(Document excerpt)
Shelly plus UNI & doorbell. Where did I go wrong?

Hi All, I’m not an electrician, rather I’m a software developer, but I have a basic understanding of circuits. But not enough understanding it seems. I think I just cooked a Shelly Plus UNI, and I’d appreciate another set of eyes to identify my mistake. I thought I did my research and triple checked my connections, so I think its a misunderstanding of how I think this circuit should work vs how it really works. I recently completed the simpler ratgdo update for my garage door and with that confidence moved on to a slightly more complex low voltage circuit project: My doorbell.

Please forgive the circuit drawings. I imagine anyone it will hurt pros eyes to look at, but I’m hoping it conveys my point without having to dig into a proper circuit drawing tool.

This post was an inspiration-

Simple original wiring-

  • Chime dual wire: one wire connects to common transformer terminal and another to button wire
  • Button dual wire: one wire connects to hot transformer terminal and another to chime wire.

Update

  • For Shelly power connected VAC1 and VAC2 each to a transformer terminal (14V AC)
  • (Dry contact relay) to control whether a doorbell press will actually ring the chime: Split the wire coming from the button that was connected to chime to one of the OUT1 pair, and connected wire coming from chime that was connected to button to one of the OUT1 pair. (Essentially split that wire and put the Shelly between it by using the OUT1 pair).
  • (Voltage potential detection) for button press detection: Connected button wire that was connected to chime (and now is also connected to OUT1) to IN1 and connected GND to transformer common. This essentially mimicked what I did with my multimeter to identify which wire pair came from the button & detected the voltage during button press which was successful and measured ~4V on press and 0V normally versus hot side was a constant 14V.

Updated wiring on the left, original on the right:

Upon wiring this circuit the Shelly turned on, and I could connect. I connected it to my internet, updated firmware, and tested hitting the doorbell a few times which wasn’t chiming. I toggled OUT1 on and off a couple times trying to get the chime to chime. The last thing I did on the Shelly was update the IN1 to “detached” mode. I went back to the Shelly and when there used to be a red light (blinking on boot, but constant after a connection) the light was out, and I think I smelled a faint burnt electronics.

Because it worked initially I suspect the act of pressing the doorbell triggered the issue. So something to do with either the OUT or the IN but I think the power supplied to the Shelly should be no problem since 14V AC is within spec.

Anything glaring jumping out to anyone? Ideally I’ll get another UNI to replace this if I can figure this out quickly otherwise I’ll need to unwind this a bit to get the normal doorbell working again.

(What you will do)
a) In the doorbell wiring post, what voltage did the multimeter show on the button wire during a press?
b) Copy the doorbell wiring post word for word, from "Anything glaring jumping" to "doorbell working again.".

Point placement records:
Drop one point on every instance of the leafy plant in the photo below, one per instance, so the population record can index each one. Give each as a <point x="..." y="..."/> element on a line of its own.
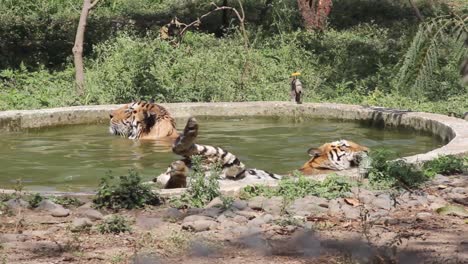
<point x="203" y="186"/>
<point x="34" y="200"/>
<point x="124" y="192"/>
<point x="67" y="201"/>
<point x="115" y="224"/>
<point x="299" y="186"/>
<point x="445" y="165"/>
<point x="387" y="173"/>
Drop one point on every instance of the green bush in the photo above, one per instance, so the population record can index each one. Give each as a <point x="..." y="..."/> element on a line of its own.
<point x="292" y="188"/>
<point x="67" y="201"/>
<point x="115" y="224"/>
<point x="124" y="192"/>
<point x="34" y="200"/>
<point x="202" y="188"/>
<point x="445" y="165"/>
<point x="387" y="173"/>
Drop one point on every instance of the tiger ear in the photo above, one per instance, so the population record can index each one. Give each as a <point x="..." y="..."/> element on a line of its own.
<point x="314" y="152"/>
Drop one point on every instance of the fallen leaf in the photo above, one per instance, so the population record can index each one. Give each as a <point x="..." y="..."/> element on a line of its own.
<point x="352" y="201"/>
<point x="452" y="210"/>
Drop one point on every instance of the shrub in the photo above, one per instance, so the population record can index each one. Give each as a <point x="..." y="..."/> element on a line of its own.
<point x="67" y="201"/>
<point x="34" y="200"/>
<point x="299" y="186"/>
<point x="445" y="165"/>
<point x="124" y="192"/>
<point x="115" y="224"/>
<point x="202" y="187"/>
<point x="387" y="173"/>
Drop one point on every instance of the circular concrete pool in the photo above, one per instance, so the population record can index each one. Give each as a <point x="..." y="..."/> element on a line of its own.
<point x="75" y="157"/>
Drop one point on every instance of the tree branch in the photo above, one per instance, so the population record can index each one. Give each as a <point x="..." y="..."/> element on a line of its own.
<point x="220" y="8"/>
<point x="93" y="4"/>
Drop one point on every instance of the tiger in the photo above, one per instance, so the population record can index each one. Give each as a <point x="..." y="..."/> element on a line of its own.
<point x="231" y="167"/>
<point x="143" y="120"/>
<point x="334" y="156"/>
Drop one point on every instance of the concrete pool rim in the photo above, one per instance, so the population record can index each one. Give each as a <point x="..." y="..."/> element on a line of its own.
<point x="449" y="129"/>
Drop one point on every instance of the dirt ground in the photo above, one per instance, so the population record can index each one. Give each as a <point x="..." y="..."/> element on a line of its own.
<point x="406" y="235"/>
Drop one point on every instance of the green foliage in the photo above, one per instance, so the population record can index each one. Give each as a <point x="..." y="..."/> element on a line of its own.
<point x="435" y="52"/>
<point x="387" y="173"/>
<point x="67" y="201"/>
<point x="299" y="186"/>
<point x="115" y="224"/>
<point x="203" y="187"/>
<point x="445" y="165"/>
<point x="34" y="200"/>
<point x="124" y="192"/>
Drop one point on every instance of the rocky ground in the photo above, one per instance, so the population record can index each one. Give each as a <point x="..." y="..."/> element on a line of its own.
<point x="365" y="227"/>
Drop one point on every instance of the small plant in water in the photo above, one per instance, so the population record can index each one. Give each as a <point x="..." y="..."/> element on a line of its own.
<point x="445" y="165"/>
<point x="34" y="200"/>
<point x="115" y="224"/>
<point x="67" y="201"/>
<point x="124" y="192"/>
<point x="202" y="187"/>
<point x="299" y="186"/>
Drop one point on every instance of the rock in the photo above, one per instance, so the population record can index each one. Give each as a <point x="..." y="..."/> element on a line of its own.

(Solutions by task)
a) About 4V on a press, compared with 0V normally.

b)
Anything glaring jumping out to anyone? Ideally I’ll get another UNI to replace this if I can figure this out quickly otherwise I’ll need to unwind this a bit to get the normal doorbell working again.